• **Texto extraído**:
□ □ □

A mí no me sucedió a la entrada del pueblo. Íbamos, como se supone que debe ser, de camino al Cuzco (al ombligo del mundo) para, desde ahí, visitar Machu Pichu.
No teníamos planes, así que se puede decir que no éramos turistas. Estar en Perú y no conocer Machu Pichu deber ser parecido a ir a París y no ver la torre Eiffel, o la estatua de la Libertad en Nueva York, por poner los típicos ejemplos.
Yo estuve en NY de noche, dentro de un taxi y por casualidad, por equivocación más bien, ya que, motu proprio, jamás se me habría ocurrido ir a ese país. A París dudo que vaya y, si voy, será para recorrer los cementerios de Père-Lachaise, el de Montmartre, el de Montparnasse y, a lo sumo, patear las calles de Oliveira y la Maga.

□ □ □

• **Tarea**: Copia de nuevo el fragmento del texto sobre el viaje al Cuzco que empieza en las palabras "A mí no me sucedió" y termina después de "los típicos ejemplos.". En la copia, sustituye "turistas" por "viajeros".

• **Sección de datos**:
□ □ □

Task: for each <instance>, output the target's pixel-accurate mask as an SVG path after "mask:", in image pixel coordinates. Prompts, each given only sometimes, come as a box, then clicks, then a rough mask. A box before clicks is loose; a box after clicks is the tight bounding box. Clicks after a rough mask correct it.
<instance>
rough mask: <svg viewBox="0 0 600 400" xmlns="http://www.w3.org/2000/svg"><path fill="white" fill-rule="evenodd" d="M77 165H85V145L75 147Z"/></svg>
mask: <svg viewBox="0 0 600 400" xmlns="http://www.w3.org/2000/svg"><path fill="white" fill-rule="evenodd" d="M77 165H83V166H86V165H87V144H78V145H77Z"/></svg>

□ □ □

• **Resultado**:
A mí no me sucedió a la entrada del pueblo. Íbamos, como se supone que debe ser, de camino al Cuzco (al ombligo del mundo) para, desde ahí, visitar Machu Pichu.
No teníamos planes, así que se puede decir que no éramos viajeros. Estar en Perú y no conocer Machu Pichu deber ser parecido a ir a París y no ver la torre Eiffel, o la estatua de la Libertad en Nueva York, por poner los típicos ejemplos.